Detection records:
########################################
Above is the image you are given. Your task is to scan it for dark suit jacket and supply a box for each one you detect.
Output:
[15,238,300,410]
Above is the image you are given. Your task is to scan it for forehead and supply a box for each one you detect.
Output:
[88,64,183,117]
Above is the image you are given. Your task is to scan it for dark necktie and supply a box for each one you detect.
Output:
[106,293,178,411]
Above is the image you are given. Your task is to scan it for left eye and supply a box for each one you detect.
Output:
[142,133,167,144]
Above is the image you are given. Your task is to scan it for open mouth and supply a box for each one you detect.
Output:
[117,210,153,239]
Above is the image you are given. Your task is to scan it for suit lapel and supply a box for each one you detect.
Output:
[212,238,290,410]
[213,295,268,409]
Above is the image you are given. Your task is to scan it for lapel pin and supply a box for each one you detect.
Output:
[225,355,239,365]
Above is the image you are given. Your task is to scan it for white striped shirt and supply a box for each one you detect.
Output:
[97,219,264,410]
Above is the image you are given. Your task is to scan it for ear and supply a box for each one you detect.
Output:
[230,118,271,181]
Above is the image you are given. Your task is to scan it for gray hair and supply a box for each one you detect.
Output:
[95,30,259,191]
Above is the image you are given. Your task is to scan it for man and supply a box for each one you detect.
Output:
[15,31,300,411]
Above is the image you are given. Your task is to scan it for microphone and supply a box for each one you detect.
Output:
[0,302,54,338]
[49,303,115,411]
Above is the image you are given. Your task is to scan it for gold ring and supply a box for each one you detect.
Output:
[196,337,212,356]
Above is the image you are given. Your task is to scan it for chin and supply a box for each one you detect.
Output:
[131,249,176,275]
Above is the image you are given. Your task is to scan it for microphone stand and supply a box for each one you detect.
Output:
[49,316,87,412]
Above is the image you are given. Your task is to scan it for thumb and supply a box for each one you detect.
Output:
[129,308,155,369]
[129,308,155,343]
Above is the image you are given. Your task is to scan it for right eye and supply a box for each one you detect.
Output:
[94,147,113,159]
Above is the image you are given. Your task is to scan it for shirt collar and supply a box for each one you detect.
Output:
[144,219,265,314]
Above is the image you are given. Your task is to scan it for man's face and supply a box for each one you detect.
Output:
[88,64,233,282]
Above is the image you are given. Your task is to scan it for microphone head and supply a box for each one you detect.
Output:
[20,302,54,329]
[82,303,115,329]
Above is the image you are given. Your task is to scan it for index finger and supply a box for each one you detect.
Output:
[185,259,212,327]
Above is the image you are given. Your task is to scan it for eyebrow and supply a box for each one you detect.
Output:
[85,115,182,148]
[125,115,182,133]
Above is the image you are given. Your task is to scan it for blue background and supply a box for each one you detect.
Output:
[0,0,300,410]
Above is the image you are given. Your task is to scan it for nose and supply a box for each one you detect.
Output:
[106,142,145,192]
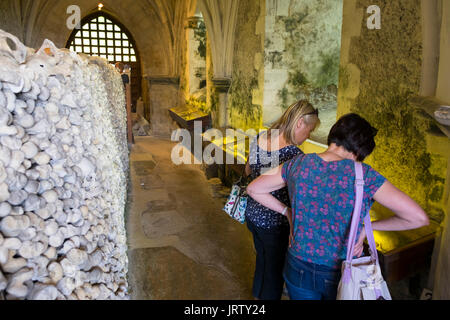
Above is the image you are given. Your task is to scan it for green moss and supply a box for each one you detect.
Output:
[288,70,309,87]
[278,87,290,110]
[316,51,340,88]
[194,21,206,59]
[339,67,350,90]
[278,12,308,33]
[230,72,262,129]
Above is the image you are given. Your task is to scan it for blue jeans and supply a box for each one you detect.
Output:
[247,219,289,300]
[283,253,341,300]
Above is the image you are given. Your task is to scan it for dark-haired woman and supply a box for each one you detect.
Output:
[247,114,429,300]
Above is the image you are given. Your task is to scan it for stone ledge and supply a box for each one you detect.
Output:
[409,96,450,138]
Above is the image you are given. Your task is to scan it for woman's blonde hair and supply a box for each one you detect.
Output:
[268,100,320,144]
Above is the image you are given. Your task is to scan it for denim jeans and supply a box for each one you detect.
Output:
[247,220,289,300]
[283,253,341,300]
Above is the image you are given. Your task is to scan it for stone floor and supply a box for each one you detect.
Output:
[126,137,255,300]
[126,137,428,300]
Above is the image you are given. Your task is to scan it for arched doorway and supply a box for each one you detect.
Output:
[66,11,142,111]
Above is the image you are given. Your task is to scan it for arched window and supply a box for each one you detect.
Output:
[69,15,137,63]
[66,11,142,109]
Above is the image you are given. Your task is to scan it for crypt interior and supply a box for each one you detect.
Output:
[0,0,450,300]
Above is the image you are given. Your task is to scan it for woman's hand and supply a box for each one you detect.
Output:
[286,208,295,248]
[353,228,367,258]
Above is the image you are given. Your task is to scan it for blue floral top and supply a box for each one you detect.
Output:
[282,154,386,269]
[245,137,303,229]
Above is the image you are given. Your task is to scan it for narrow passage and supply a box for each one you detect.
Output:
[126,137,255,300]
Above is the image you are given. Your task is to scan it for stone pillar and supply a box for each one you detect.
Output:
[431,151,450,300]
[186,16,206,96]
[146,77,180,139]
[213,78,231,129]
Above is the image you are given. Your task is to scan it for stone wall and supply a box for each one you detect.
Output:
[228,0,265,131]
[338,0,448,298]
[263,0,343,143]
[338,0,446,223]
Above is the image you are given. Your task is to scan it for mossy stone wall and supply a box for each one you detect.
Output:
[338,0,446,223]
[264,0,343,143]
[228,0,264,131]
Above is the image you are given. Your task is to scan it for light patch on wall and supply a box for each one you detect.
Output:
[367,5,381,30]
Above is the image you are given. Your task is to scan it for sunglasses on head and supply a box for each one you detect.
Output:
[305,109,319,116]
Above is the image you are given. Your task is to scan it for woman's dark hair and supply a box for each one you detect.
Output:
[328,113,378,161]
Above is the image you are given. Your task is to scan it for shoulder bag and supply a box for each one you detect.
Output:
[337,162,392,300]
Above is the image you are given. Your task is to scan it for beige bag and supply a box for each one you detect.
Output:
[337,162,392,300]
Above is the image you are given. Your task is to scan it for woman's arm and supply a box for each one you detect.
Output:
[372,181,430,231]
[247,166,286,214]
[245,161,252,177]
########################################
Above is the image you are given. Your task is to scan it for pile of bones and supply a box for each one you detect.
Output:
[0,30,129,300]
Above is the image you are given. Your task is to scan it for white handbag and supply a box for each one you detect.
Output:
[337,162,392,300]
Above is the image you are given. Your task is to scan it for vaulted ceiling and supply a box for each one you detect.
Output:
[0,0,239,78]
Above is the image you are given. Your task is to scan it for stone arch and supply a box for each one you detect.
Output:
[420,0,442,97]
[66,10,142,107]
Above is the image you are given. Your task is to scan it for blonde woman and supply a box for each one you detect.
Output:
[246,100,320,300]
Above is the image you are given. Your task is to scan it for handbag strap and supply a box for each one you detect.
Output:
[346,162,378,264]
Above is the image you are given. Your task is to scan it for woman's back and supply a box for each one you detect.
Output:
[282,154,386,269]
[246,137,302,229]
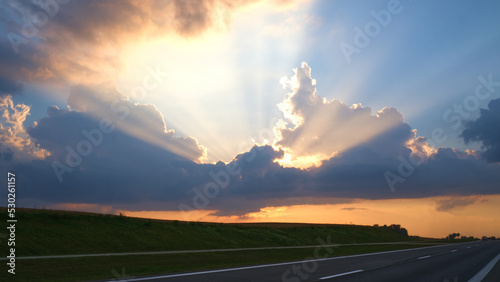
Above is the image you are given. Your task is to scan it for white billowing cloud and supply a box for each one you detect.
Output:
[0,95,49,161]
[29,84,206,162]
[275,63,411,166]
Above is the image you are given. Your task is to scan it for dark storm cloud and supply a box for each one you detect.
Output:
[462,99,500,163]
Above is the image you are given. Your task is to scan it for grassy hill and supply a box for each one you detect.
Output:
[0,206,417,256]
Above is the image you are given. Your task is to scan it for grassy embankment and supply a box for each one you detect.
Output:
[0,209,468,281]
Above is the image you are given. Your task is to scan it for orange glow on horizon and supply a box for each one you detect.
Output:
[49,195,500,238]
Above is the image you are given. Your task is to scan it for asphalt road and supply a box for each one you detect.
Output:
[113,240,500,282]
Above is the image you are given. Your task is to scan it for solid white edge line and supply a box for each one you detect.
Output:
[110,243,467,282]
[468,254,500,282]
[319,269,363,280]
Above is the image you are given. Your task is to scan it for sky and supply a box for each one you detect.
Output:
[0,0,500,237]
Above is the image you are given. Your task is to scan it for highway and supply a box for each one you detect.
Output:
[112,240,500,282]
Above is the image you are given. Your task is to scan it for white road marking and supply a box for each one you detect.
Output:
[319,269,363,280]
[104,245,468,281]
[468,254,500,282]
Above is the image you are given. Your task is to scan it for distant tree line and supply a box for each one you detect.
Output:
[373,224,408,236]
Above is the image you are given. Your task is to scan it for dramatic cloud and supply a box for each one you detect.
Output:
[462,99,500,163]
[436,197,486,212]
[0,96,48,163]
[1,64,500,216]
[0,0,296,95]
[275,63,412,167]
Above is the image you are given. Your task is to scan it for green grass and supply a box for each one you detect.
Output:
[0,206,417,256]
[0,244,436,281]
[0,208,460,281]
########################################
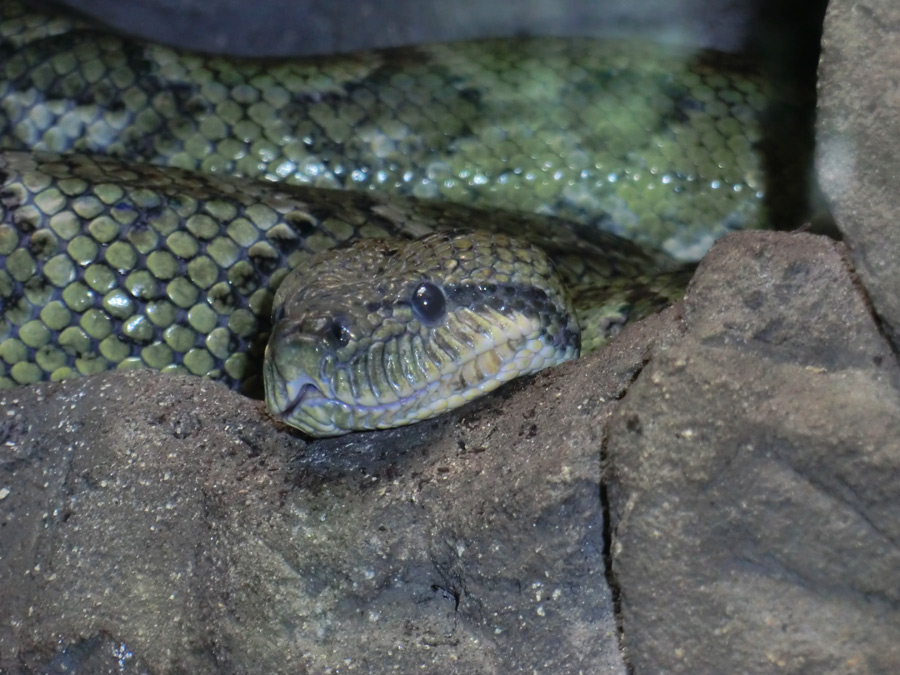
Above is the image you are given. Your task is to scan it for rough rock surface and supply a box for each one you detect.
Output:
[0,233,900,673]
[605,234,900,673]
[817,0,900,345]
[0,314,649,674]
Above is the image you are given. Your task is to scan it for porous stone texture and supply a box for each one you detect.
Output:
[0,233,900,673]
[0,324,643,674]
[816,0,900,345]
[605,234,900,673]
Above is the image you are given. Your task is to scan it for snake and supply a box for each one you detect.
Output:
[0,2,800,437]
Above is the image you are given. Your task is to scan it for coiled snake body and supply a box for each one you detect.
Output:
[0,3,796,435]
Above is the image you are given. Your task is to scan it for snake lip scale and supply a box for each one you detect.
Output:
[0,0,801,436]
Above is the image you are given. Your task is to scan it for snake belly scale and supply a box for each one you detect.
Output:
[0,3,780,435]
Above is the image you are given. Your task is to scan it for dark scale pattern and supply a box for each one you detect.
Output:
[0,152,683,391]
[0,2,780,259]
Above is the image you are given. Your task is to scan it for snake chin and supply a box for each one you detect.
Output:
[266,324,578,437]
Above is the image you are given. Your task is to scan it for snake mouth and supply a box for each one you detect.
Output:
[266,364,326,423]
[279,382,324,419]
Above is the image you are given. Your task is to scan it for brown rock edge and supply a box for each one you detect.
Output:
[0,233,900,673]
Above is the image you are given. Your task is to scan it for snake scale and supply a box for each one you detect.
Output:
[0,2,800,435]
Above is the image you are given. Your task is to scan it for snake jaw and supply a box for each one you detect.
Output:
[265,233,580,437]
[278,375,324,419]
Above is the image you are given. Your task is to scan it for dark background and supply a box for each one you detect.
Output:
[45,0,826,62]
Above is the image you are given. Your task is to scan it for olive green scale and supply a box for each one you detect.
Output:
########################################
Convert the records between the lines holding "for stone floor" and "[245,137,303,229]", inclusive, into a two-column CSV with the headers text and output and one row per record. Enclose each field in double quotes and replace any line breaks inside a field with spaces.

text,output
"Above is the image you are given. Your task is to scan it for stone floor and supply a box for each one you detect. Output:","[126,137,255,300] [126,137,428,300]"
"Above is the image you are given. Your task is to scan it for arched doorway and supply a box for each one you detect. Output:","[66,11,142,111]"
"Above is the image you are given. Your task is to scan it for arched window and supply a box for each one you detect. Output:","[69,15,137,63] [66,11,142,109]"
"Above is the image you are given. Your task is to scan it for crypt interior and supply a box for each one you detect. Output:","[0,0,450,300]"
"Above is the image you are given. Your task is to scan it for woman's hand and supply a box for each one you detect. Output:","[286,208,295,248] [353,228,367,258]"
"Above is the image you are given. Your task is to scan it for blue floral top and supply a box for each one you detect. Output:","[282,154,386,269] [245,137,303,229]"